■ OBJECTIVE ■
Reproduce all of the records below verbatim, line for line, omitting the pictures from your copy.

■ INPUT MATERIAL ■
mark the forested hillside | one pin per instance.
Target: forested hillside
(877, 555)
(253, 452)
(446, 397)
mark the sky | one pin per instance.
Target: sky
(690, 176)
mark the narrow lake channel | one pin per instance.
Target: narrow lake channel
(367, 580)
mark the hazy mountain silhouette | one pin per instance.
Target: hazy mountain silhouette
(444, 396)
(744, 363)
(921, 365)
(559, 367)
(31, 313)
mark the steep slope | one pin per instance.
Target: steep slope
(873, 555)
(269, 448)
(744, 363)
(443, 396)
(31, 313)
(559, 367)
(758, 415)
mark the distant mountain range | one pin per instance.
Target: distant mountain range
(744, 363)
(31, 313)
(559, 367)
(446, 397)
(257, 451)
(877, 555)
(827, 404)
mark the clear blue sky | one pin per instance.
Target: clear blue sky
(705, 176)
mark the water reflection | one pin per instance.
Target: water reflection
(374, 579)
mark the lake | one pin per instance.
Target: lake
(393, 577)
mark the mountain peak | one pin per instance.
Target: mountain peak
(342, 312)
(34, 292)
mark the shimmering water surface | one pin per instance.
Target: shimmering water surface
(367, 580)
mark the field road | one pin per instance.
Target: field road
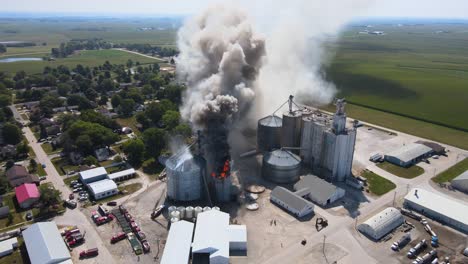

■ THE SOLUTION ■
mark the forested hillside | one pin per instance.
Target: forested hillside
(877, 555)
(253, 452)
(446, 397)
mark the sky | one pin per instance.
Target: sky
(690, 176)
mark the narrow lake channel | one pin per instance.
Target: narrow lake channel
(367, 580)
mark the hazy mountain silhouette | one pin per instance.
Target: hazy mountain silhouette
(444, 396)
(744, 363)
(921, 365)
(559, 367)
(31, 313)
mark the steep slope | one pin per instance.
Target: steep slope
(873, 555)
(269, 448)
(744, 363)
(443, 396)
(31, 313)
(559, 367)
(758, 415)
mark the distant mountain range | one pin per instance.
Target: distant mountain range
(744, 363)
(31, 313)
(559, 367)
(446, 397)
(257, 451)
(877, 555)
(827, 404)
mark the clear blue sky | one pin per instance.
Target: clear blue sky
(705, 176)
mark the water reflection | one pin per instance.
Target: water reflection
(374, 579)
mark the lake | one pin per instance.
Target: lake
(393, 577)
mark the mountain peak | one pin per instance.
Target: mountain peak
(342, 312)
(34, 292)
mark the shimmering water surface | one pin per instance.
Target: shimmering water surface
(367, 580)
mark the field road | one pin per instance.
Target: field road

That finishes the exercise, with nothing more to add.